__What is required__. The task calls for every line of the data to be retyped exactly.

*** Opening of Recorded information ***

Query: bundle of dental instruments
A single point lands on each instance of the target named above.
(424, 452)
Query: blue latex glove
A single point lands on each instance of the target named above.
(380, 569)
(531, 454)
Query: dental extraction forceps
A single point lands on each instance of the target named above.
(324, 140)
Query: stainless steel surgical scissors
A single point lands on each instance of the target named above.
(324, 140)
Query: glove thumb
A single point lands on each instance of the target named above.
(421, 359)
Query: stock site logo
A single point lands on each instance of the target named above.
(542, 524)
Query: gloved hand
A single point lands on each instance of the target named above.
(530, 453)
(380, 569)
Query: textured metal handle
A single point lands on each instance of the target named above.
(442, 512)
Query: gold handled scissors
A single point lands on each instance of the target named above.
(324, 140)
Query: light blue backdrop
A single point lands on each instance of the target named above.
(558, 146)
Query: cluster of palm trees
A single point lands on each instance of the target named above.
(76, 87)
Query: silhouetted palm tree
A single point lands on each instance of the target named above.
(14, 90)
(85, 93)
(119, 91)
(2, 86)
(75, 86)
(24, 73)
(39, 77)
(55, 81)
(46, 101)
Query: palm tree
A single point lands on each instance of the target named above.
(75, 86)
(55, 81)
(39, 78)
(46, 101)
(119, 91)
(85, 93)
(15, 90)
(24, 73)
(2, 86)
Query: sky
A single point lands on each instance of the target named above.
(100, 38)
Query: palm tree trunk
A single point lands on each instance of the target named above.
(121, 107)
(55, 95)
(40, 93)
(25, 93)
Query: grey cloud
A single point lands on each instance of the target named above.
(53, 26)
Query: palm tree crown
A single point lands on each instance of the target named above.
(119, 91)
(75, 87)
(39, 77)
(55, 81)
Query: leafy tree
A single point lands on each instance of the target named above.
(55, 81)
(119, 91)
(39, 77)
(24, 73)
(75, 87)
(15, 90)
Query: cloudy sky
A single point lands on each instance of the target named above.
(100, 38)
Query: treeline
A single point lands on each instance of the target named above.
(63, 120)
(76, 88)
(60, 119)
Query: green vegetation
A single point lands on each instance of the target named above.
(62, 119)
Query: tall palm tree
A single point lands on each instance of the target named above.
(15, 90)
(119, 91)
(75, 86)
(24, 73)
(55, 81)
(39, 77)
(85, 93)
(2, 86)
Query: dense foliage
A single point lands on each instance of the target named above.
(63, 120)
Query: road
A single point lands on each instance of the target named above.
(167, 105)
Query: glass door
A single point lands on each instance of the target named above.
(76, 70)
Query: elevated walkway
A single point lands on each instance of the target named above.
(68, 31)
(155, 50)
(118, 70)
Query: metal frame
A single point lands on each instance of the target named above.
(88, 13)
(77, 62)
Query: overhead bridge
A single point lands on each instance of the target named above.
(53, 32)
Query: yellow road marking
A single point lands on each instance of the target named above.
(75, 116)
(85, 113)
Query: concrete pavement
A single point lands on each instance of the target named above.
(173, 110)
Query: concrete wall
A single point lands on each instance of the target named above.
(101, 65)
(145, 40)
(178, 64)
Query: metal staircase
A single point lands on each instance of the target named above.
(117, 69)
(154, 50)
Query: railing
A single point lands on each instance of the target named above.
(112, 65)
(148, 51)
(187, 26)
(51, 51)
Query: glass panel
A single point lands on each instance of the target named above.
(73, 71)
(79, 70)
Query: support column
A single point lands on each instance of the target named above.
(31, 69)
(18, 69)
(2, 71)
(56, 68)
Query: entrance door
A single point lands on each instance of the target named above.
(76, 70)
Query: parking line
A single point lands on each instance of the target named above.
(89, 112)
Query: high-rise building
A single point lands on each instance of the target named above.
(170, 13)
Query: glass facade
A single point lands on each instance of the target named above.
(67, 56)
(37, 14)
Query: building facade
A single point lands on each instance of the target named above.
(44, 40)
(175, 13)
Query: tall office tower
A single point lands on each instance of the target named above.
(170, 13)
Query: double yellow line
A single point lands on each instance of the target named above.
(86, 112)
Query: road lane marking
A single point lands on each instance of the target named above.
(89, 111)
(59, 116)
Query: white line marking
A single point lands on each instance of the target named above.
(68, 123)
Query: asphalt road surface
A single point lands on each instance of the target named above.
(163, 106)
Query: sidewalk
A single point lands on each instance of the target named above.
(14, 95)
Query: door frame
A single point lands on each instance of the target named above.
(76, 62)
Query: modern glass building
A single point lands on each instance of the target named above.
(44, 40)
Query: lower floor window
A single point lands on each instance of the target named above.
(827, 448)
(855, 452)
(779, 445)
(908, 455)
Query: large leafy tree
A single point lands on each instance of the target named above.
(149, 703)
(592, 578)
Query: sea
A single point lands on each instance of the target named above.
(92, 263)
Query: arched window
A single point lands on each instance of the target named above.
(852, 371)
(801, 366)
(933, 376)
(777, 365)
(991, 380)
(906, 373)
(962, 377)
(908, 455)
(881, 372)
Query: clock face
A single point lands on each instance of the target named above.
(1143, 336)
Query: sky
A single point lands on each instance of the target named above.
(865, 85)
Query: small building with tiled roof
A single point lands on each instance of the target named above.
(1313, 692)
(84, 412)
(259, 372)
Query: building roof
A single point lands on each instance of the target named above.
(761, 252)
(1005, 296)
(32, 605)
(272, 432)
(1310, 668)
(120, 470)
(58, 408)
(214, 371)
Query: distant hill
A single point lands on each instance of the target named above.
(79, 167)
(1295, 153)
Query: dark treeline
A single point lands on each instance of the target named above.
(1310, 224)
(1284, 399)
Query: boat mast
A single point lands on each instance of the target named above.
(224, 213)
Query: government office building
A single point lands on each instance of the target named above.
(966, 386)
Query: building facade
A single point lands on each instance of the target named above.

*** Close of Recorded information ***

__Answer space__.
Query: bundle of dental instruments
A single point lands on each instance of the target named above.
(424, 452)
Query: blue latex glove
A single point lands on each instance of the target named above.
(380, 569)
(531, 454)
Query: dental extraction forceps
A single point lands on each instance of the target named above.
(324, 140)
Query: stainless steel surgical scissors
A single point lands on each instance of the target named above.
(324, 140)
Query: glove thumb
A single point lands on each instance of the target named above.
(421, 359)
Query: stock site logo
A single point lands on each instance of the target named above.
(542, 524)
Query: gloved hand
A single point lands on each instance of the target named above.
(530, 453)
(380, 569)
Query: textured metal handle
A single point lands on each instance of the target named above.
(442, 512)
Query: gold handled scissors
A single point lands on each instance of the target named above.
(324, 140)
Query: light blue backdrop
A single point lands on each instance of the target named above.
(558, 146)
Query: cluster of palm trees
A single point lands on each instance of the target named above.
(76, 87)
Query: silhouetted palm tree
A single point lands on each instance of the target named above.
(14, 90)
(85, 93)
(119, 91)
(2, 86)
(75, 86)
(24, 73)
(39, 77)
(55, 81)
(46, 101)
Query: palm tree
A single point lands on each instance of the target named above.
(75, 86)
(55, 81)
(39, 78)
(46, 101)
(119, 91)
(85, 93)
(15, 90)
(24, 73)
(2, 86)
Query: sky
A single point lands on each instance of the target named above.
(100, 38)
Query: palm tree trunk
A single point lands on each instance of the target named above.
(121, 107)
(55, 95)
(40, 93)
(25, 93)
Query: grey cloud
A single point lands on each instance of the target named above.
(53, 26)
Query: palm tree crown
A single point lands on each instance of the target named above.
(119, 91)
(75, 87)
(39, 77)
(55, 81)
Query: leafy tree
A single point lands on each instance of the target named above.
(55, 81)
(119, 91)
(39, 77)
(24, 73)
(75, 87)
(15, 90)
Query: cloudy sky
A single point lands on each instance of the target named above.
(100, 38)
Query: treeline
A single point lands on each instance of the target named above.
(63, 120)
(76, 88)
(60, 119)
Query: green vegetation
A single point lands on each instance of the target named above.
(62, 119)
Query: tall palm tree
A single point lands on each instance of the target named above.
(15, 90)
(119, 91)
(75, 86)
(24, 73)
(55, 81)
(39, 77)
(85, 93)
(2, 86)
Query: dense foliage
A single point lands on each instance of the target named above.
(63, 120)
Query: road
A single point lands on each instance of the target named above.
(167, 105)
Query: glass door
A single point lands on each instance of the target named above.
(76, 70)
Query: elevated walkway
A single point lands on each instance of the target named above.
(68, 31)
(155, 50)
(118, 70)
Query: metal frame
A single point lands on each instance of the target named above.
(88, 13)
(77, 62)
Query: overhead bridge
A single point lands on each instance of the target named above.
(53, 32)
Query: yellow road marking
A single point lands on each instance of the target named above.
(75, 116)
(85, 113)
Query: concrete pavement
A single point lands on each instance of the target named above.
(173, 110)
Query: concrete wall
A single point lands on each instance of the target named above.
(101, 65)
(145, 40)
(178, 64)
Query: metal staircase
A single point lands on each instance of the target named above.
(117, 69)
(154, 50)
Query: railing
A single point lands on each instance of the target named above.
(112, 65)
(148, 51)
(187, 26)
(51, 51)
Query: glass panel
A single point lands on each instance of the target named above.
(73, 71)
(79, 70)
Query: support column
A single point lands on each instance of the target named above.
(31, 69)
(18, 69)
(2, 71)
(56, 68)
Query: entrance door
A single point lands on each instance of the target named above.
(76, 70)
Query: parking line
A single point lands on each instance of the target named above.
(89, 112)
Query: high-rise building
A single point lands on each instance of the target named above.
(170, 13)
Query: glass facade
A single point lands on each instance of the target named above.
(67, 56)
(37, 14)
Query: building facade
A single point lands on each instance of the target named above.
(44, 40)
(175, 13)
Query: tall office tower
A single point lands on each instance of the target named above.
(170, 13)
Query: double yellow line
A single point lands on each instance of the target named above.
(86, 112)
Query: road lane marking
A single point lands on each instance of the target named above.
(89, 111)
(59, 116)
Query: white line marking
A single point lands on each instance of the target named above.
(68, 123)
Query: asphalt road surface
A single point lands on each instance of the target named above.
(163, 106)
Query: sidewalk
A single point lands on each instance of the target named above.
(14, 95)
Query: door frame
A single point lands on each instance of the target named above.
(76, 62)
Query: modern glass building
A single point lands on each instance of the target named above.
(44, 40)
Query: lower floor window
A single point lands on each instance of the target named above.
(827, 448)
(855, 452)
(779, 445)
(908, 455)
Query: large leafy tree
A single point lands on each instance of the target named above.
(149, 703)
(592, 578)
Query: sea
A single point lands on each instance of the target named above.
(92, 263)
Query: arched window
A single point lands on each instance of the target named above.
(852, 371)
(801, 366)
(933, 376)
(777, 365)
(991, 380)
(906, 373)
(962, 377)
(908, 455)
(881, 372)
Query: clock face
A single point lands on each instance of the target named above.
(1143, 336)
Query: sky
A single point lands on each instance of the target named above.
(865, 85)
Query: small building with tiled roof
A single point lands on each instance of the target named above.
(1313, 692)
(84, 412)
(259, 372)
Query: building roof
A single point lands on each instance of the target named above.
(761, 252)
(1005, 296)
(32, 605)
(272, 432)
(1310, 668)
(120, 470)
(58, 408)
(214, 371)
Query: distant hill
A single point lands on each instance of the target named above.
(79, 167)
(1295, 153)
Query: dark treeline
A single point lands on each instance of the target named above.
(1310, 224)
(1284, 399)
Query: boat mast
A single point lands on each instance of the target named above.
(224, 213)
Query: government office building
A single point lands on each instance of the target named above.
(966, 386)
Query: building facade
A single point lands on each instance of the target named above.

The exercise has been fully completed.